An exact copy of the entries below is required, with all pictures removed.

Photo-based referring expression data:
=====

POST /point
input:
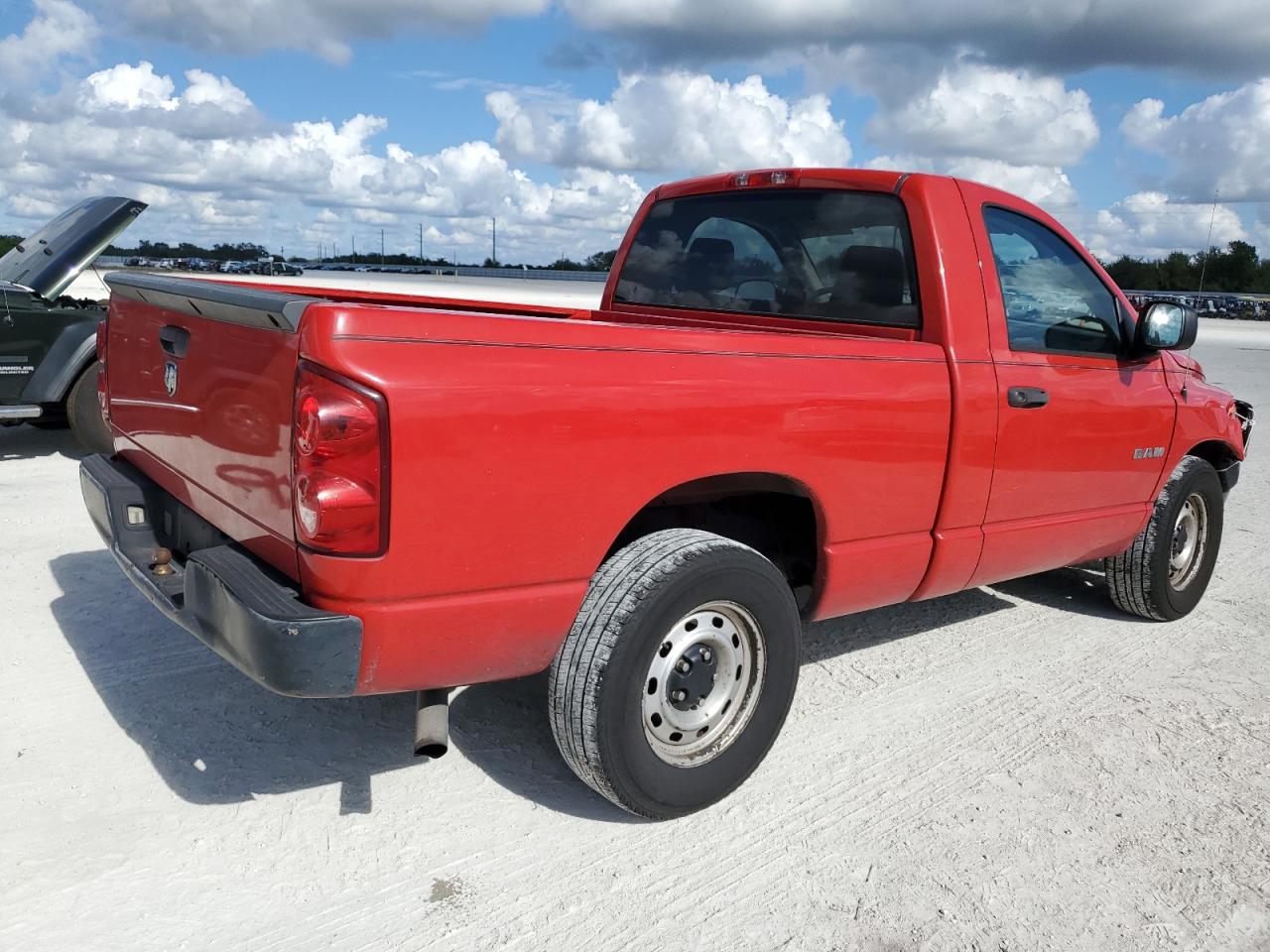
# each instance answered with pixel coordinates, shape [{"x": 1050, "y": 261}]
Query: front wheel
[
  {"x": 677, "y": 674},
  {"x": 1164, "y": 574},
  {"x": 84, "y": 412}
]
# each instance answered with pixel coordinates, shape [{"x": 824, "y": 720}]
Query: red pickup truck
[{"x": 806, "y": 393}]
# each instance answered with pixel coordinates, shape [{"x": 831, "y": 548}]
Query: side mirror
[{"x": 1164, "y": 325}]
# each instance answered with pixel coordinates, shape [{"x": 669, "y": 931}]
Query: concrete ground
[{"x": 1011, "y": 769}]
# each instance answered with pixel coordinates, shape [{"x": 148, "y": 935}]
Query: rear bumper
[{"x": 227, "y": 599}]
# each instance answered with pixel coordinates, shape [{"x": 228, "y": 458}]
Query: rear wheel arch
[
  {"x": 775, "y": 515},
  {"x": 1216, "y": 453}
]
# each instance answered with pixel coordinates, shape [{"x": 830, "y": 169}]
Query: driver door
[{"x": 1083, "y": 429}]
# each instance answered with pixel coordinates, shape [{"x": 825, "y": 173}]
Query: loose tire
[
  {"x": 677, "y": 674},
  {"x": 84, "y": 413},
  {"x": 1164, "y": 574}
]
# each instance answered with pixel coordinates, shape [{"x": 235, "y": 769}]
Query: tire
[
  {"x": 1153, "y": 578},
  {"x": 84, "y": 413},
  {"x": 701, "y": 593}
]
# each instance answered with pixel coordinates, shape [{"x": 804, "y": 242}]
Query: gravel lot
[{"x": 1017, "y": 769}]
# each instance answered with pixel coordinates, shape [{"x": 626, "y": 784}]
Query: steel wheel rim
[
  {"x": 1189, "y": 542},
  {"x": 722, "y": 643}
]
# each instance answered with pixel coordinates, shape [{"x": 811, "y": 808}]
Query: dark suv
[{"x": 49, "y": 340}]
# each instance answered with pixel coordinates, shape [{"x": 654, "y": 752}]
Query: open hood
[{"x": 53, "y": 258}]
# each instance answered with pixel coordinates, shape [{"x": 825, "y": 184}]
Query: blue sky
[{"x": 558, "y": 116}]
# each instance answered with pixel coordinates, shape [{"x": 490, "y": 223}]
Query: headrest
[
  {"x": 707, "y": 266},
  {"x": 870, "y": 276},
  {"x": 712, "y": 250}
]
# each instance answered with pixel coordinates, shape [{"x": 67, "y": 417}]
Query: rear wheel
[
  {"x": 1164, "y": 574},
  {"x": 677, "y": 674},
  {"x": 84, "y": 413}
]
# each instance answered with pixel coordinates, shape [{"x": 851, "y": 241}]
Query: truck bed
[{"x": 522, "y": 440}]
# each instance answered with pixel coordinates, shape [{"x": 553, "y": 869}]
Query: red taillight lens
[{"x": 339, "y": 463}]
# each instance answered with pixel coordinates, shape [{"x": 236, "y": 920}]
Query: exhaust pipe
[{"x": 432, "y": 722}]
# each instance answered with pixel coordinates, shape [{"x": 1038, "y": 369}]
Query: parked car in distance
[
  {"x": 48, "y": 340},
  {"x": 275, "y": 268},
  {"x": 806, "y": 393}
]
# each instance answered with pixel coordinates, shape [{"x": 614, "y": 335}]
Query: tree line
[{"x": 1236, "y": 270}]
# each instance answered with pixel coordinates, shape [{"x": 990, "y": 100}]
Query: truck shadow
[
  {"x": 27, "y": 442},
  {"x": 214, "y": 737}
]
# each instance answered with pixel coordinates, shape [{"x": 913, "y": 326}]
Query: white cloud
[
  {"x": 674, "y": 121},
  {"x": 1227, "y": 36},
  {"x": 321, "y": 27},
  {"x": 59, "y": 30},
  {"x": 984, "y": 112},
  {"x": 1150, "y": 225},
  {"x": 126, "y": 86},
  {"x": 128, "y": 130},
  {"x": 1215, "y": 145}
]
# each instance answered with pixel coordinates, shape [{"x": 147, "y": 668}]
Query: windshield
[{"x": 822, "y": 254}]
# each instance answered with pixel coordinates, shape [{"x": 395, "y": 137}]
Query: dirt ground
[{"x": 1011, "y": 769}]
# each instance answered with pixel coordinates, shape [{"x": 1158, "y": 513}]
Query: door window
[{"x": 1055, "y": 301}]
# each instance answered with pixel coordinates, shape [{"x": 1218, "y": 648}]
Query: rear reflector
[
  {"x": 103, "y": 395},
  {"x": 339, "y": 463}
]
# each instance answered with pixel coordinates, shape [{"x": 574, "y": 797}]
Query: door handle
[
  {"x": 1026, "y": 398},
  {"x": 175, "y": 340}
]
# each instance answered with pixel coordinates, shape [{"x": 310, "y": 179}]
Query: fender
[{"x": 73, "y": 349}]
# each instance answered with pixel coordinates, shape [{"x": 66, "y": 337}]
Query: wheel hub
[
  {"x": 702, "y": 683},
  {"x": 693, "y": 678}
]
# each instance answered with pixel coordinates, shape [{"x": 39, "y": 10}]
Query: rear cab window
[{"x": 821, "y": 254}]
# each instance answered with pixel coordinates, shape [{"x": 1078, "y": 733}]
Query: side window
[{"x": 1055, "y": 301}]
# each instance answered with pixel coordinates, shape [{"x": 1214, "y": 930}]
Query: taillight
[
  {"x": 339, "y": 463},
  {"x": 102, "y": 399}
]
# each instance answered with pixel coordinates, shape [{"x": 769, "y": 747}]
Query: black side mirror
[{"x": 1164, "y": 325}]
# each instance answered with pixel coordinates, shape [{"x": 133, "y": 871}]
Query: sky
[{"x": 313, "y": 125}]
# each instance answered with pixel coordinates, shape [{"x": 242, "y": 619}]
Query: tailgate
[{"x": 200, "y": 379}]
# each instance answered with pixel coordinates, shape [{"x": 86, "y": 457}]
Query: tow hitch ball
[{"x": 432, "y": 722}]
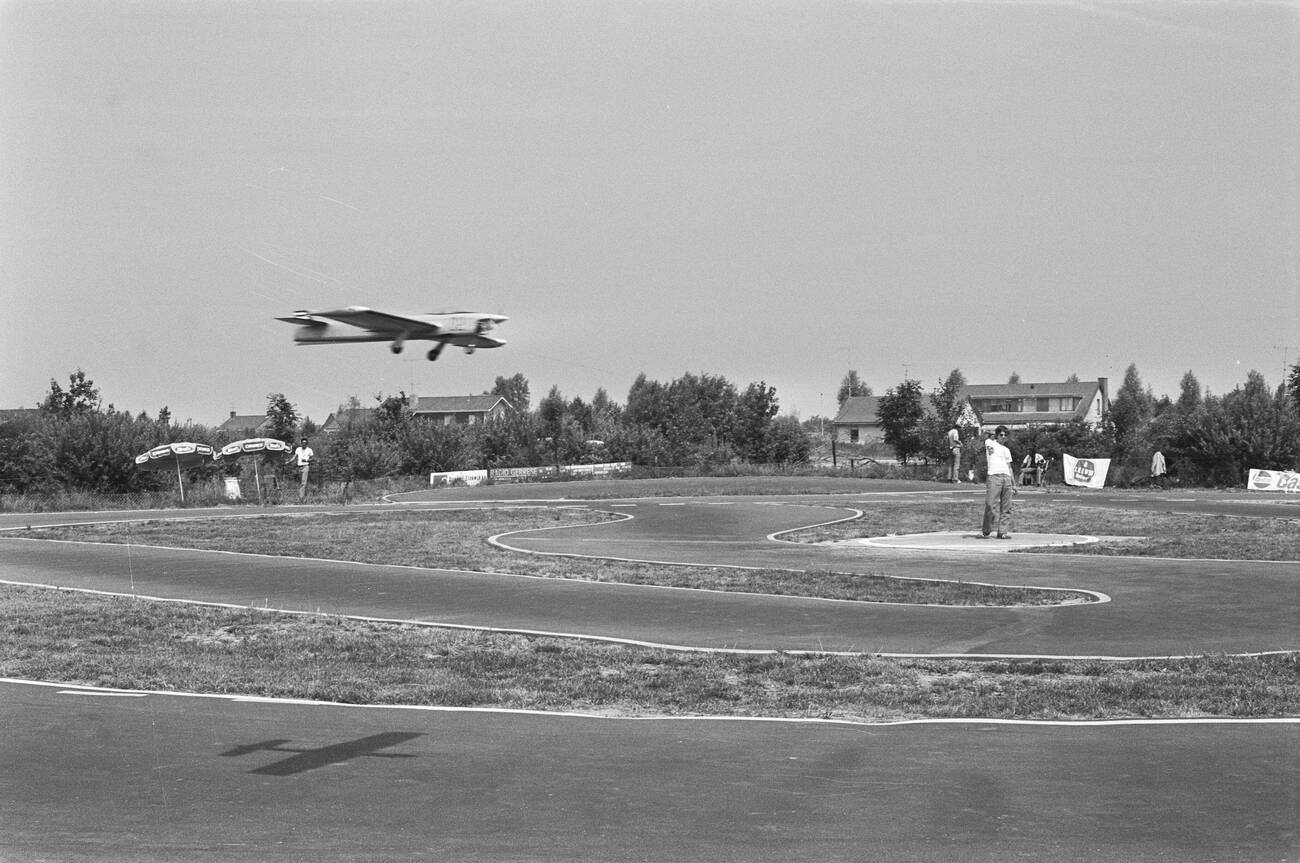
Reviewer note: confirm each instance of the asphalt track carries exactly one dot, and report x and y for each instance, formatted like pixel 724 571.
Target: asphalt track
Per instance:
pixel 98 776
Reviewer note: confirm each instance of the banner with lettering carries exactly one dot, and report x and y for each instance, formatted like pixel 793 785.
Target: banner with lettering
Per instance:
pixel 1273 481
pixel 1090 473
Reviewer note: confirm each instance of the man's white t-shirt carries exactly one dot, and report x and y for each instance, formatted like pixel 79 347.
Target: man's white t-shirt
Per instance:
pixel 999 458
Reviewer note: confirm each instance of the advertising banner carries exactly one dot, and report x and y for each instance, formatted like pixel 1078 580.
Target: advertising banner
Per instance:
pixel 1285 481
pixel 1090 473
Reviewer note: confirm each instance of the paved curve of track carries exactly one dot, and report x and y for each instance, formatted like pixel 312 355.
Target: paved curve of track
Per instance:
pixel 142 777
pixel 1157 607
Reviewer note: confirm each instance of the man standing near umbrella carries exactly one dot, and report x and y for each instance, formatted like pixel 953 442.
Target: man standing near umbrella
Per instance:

=====

• _Solution to this task_:
POST /point
input:
# each instance answered with pixel coordinates, shape [{"x": 1050, "y": 261}]
Query: front wheel
[
  {"x": 677, "y": 674},
  {"x": 1164, "y": 574},
  {"x": 84, "y": 412}
]
# each instance answered with pixel coordinates, shape [{"x": 824, "y": 720}]
Query: red pickup truck
[{"x": 806, "y": 393}]
# each instance answered with pixel coordinates, shape [{"x": 831, "y": 548}]
Query: side mirror
[{"x": 1164, "y": 325}]
# each instance answered with pixel coordinates, shape [{"x": 669, "y": 931}]
Query: concrete ground
[{"x": 1011, "y": 769}]
# each instance answered with pixel coordinates, shape [{"x": 148, "y": 935}]
Query: rear bumper
[{"x": 227, "y": 599}]
# each instance answered with pixel coordinates, shape [{"x": 228, "y": 458}]
Query: rear wheel arch
[
  {"x": 775, "y": 515},
  {"x": 1216, "y": 453}
]
# each instance answered with pixel coordinates, shape [{"x": 830, "y": 169}]
Query: driver door
[{"x": 1083, "y": 429}]
# each instance answered with pixel coordinates, shape [{"x": 825, "y": 173}]
Query: loose tire
[
  {"x": 677, "y": 674},
  {"x": 84, "y": 413},
  {"x": 1164, "y": 574}
]
# each instance answered with pixel coordinates, shape [{"x": 235, "y": 769}]
Query: tire
[
  {"x": 1153, "y": 578},
  {"x": 84, "y": 413},
  {"x": 701, "y": 593}
]
# each instance answered with pixel coordinates, shape [{"x": 804, "y": 242}]
Query: gravel lot
[{"x": 1017, "y": 769}]
# each instance answered with pixel coordinates, shape [{"x": 626, "y": 784}]
Query: steel wheel rim
[
  {"x": 1189, "y": 542},
  {"x": 722, "y": 643}
]
# each instance answered with pixel coordinates, shape [{"x": 811, "y": 808}]
Query: dark suv
[{"x": 49, "y": 340}]
# each instance answered with pixel coordinates, shape [{"x": 654, "y": 752}]
Query: open hood
[{"x": 53, "y": 258}]
# each instance answered with pixel coordinates, shape [{"x": 825, "y": 184}]
Query: blue sky
[{"x": 558, "y": 116}]
# each instance answered with pixel coordinates, shape [{"x": 490, "y": 223}]
Query: headrest
[
  {"x": 707, "y": 266},
  {"x": 870, "y": 276},
  {"x": 712, "y": 250}
]
# each instance answered with pixel coordinates, shape [{"x": 67, "y": 417}]
Query: rear wheel
[
  {"x": 1164, "y": 574},
  {"x": 677, "y": 674},
  {"x": 84, "y": 413}
]
# each instance answered with pixel coordinates, shape [{"x": 851, "y": 241}]
Query: truck bed
[{"x": 522, "y": 440}]
# each instance answered with pixel coordinates, shape [{"x": 553, "y": 869}]
Query: red taillight lens
[{"x": 339, "y": 463}]
# each instance answered with pixel coordinates, shape [{"x": 236, "y": 920}]
Query: exhaust pipe
[{"x": 432, "y": 722}]
# each instance answered with pixel coordinates, shape [{"x": 1038, "y": 369}]
Query: parked car in distance
[
  {"x": 48, "y": 340},
  {"x": 275, "y": 268},
  {"x": 806, "y": 393}
]
# each instance answered with pixel coordinates, shape [{"x": 614, "y": 335}]
Query: tree line
[{"x": 1236, "y": 270}]
# each instance answered with pixel coordinates, shape [{"x": 990, "y": 100}]
Query: truck shadow
[
  {"x": 27, "y": 442},
  {"x": 214, "y": 737}
]
# each instance answered with pixel coordinates, shape [{"x": 913, "y": 326}]
Query: white cloud
[
  {"x": 674, "y": 121},
  {"x": 1227, "y": 36},
  {"x": 321, "y": 27},
  {"x": 59, "y": 30},
  {"x": 984, "y": 112},
  {"x": 1150, "y": 225},
  {"x": 126, "y": 86},
  {"x": 128, "y": 130},
  {"x": 1215, "y": 145}
]
# each instance answered with pixel coordinates, shape [{"x": 147, "y": 668}]
Query: windshield
[{"x": 822, "y": 254}]
# each instance answered with pixel coordinates, shape [{"x": 395, "y": 137}]
Query: dirt ground
[{"x": 1011, "y": 769}]
# each instance answered with pixel coordinates, shape [{"x": 1158, "y": 513}]
Query: door window
[{"x": 1055, "y": 301}]
# each instance answered with pixel coordinates, shape [{"x": 1218, "y": 648}]
Query: rear reflector
[
  {"x": 103, "y": 395},
  {"x": 339, "y": 463}
]
# each instance answered with pixel coordinates, shape [{"x": 574, "y": 797}]
Query: door handle
[
  {"x": 1026, "y": 398},
  {"x": 175, "y": 340}
]
# each instance answered with pixel coordinates, shape [{"x": 310, "y": 179}]
Query: fender
[{"x": 73, "y": 349}]
# each instance answered with pixel coordinates, shape [{"x": 66, "y": 337}]
Query: wheel hub
[
  {"x": 702, "y": 683},
  {"x": 693, "y": 678}
]
# each instance answered with pixel coordinates, shape [{"x": 39, "y": 10}]
Query: rear cab window
[{"x": 821, "y": 254}]
# each instance answered with pixel coordinates, shape [{"x": 1078, "y": 733}]
Query: side window
[{"x": 1055, "y": 301}]
# each instance answered with pixel coordinates, shape [{"x": 1214, "y": 930}]
Query: taillight
[
  {"x": 339, "y": 463},
  {"x": 102, "y": 399}
]
# each instance answered with pixel coordinates, shape [{"x": 769, "y": 747}]
Query: black side mirror
[{"x": 1164, "y": 325}]
# each instance answered with pixel coordinates, shape [{"x": 133, "y": 871}]
Query: sky
[{"x": 313, "y": 125}]
# each instance answered with pixel coordinates, shape [{"x": 242, "y": 619}]
Query: tailgate
[{"x": 200, "y": 379}]
# each instance answered with pixel coordinates, shape [{"x": 86, "y": 457}]
Query: tow hitch ball
[{"x": 432, "y": 722}]
Reviewer note: confirm each instance of the asphalt track carries exactly one dot, and report x and y for each instance, formatted like pixel 724 571.
Target: asphalt track
Per instance:
pixel 98 776
Reviewer note: confirm each instance of the banner with lettering carries exactly one dot, and report x and y for each instance, formatted like pixel 793 785.
Target: banner with lettering
Per instance:
pixel 1273 481
pixel 1090 473
Reviewer note: confirm each instance of the man's white t-shirt carries exactly one dot, and report x and y for each instance, formatted like pixel 79 347.
Target: man's white t-shirt
Per instance:
pixel 999 458
Reviewer note: confirm each instance of the advertising banner carries exactly one dot, and report x and y for each instance, formatted like pixel 1078 580.
Target: advertising banner
Per instance:
pixel 1285 481
pixel 1090 473
Reviewer note: confirm each instance of the paved curve of track carries exactly one dot, and report x and y for each instance, formatted like pixel 312 355.
Target: paved curve of track
Per instance:
pixel 142 777
pixel 1157 607
Reviewer note: confirm each instance of the man standing near umbrella carries exactly one dot, and report x and y for each instance, formatted like pixel 953 442.
Target: man standing near umbrella
Per instance:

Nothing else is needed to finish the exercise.